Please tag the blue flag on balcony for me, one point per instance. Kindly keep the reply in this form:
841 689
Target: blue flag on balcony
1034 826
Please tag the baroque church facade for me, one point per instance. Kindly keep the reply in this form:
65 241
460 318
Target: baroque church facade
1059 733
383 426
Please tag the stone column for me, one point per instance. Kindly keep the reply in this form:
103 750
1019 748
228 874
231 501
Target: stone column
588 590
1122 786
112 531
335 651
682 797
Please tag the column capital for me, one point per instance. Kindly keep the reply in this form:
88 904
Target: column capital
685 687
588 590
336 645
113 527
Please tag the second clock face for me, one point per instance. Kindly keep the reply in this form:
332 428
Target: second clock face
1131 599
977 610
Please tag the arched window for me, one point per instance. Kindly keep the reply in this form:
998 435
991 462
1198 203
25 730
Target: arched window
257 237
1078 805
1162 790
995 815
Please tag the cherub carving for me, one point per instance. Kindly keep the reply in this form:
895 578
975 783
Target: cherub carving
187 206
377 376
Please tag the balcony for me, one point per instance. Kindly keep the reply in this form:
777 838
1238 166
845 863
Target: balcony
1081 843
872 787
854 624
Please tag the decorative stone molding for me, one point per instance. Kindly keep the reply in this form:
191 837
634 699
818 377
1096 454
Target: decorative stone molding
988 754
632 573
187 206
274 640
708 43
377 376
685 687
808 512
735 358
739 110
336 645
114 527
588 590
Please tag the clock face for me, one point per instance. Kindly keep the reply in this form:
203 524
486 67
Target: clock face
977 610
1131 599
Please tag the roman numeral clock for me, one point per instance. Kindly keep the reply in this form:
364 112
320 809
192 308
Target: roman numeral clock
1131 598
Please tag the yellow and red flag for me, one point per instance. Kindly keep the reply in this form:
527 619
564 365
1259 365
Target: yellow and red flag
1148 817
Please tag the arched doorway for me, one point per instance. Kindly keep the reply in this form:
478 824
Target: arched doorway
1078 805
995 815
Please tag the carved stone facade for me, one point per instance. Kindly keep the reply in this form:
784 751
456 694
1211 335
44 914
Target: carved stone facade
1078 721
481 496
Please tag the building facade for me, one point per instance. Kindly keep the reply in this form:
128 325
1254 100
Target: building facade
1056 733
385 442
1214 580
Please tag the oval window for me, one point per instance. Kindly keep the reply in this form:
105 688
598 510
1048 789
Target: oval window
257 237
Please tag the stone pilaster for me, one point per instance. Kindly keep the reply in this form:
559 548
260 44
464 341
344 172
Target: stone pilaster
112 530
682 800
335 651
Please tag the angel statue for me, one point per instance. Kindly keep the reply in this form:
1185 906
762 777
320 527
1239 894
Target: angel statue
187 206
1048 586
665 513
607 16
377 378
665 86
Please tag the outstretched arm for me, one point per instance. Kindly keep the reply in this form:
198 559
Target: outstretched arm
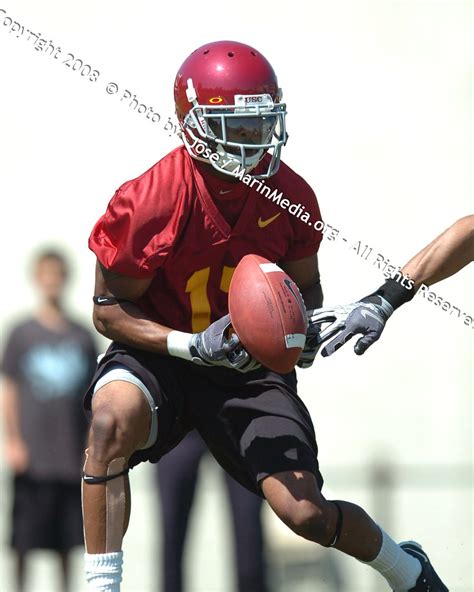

> **Exercise**:
Now write out the data word for word, skipping every picture in it.

> **Answer for the task**:
Please tag the blue flag on balcony for me, one point per instance. Kindly keep the reply in this form:
841 689
Target: blue flag on balcony
1034 826
Please tag the baroque church facade for me, one point per instance. Kindly keep the reply in this form:
65 241
460 318
Target: baroque church facade
1059 733
383 426
Please tag the stone column for me, one point per instance. Kindly keep the reply in this form:
103 750
1019 748
228 874
231 501
Target: stone column
588 590
1122 786
112 531
335 651
682 797
Please tag the column capital for me, one point per instance. Kindly keep the reply in this form:
88 904
Target: column capital
685 687
588 590
336 645
113 527
Please tag the second clock face for me, one point per instance. Kindly keep the reply in this form:
332 428
Target: second clock face
1131 599
977 610
Please tag the arched window for me, one point per instance. Kindly keep the reply in this form:
998 435
991 462
1198 203
25 730
Target: arched window
257 237
1078 805
1162 790
995 815
Please tag the cherub carving for me, one point per instance. Kindly keep the reply in this form:
895 578
975 783
Target: cherub carving
187 206
377 376
Please tag the balcony for me, one point per instance. Kindly keep the reply in this form:
777 838
1238 166
845 863
Target: balcony
1081 843
872 787
854 624
Please tag the decorative stone molding for me, one point per instance. Kindly keep the reply in this form:
191 837
634 699
818 377
1096 454
Target: decorative stone molding
988 754
632 573
187 206
274 640
708 43
377 376
685 687
808 512
735 358
739 110
336 645
114 527
588 590
Please tag the clock face for me, one point per instance. Kindly keep the reply in this form:
203 524
486 67
Target: clock face
977 610
1131 599
Please tag the roman numeral clock for me, one point per instance. Kindly keep the reply in this form:
364 112
320 809
192 308
Target: roman numeral clock
1131 598
Please tag the yellow and red flag for me, one point per instance. Kindly keep the reply in this form:
527 619
564 365
1259 365
Target: yellow and red flag
1148 817
Please tag the arched doorway for me, one point per instance. Kindly keep the reply in this form:
478 824
Target: arched doorway
1078 805
995 815
Please tag the carved stone facade for me, one point per instance. Kindly keep the reply in this form:
784 751
456 694
1211 335
44 914
Target: carved stone facade
1078 721
481 496
Please tag the building facade for me, one point per instance. Kindly keep the reply in this form:
128 325
1254 100
Target: building facade
1056 733
385 442
1214 580
Please tag the oval window for me, one point per instance. Kindly keep the reply in this form:
105 688
598 510
1048 789
Target: oval window
257 237
Please tag the stone pilaster for me, one point per instance. Kindly keep the reply in this form:
559 548
260 44
464 341
344 172
Target: stone pilaster
112 530
682 800
335 651
Please tag the angel statue for me, one point per instance. Kindly keep the reply in this form:
1185 906
762 777
320 527
1239 894
Target: angel statue
187 206
1048 586
665 513
607 16
377 378
665 86
Please tag the outstretched arm for me, one point per instance. Kindly keep the reply in this form:
198 559
Target: outstretched arm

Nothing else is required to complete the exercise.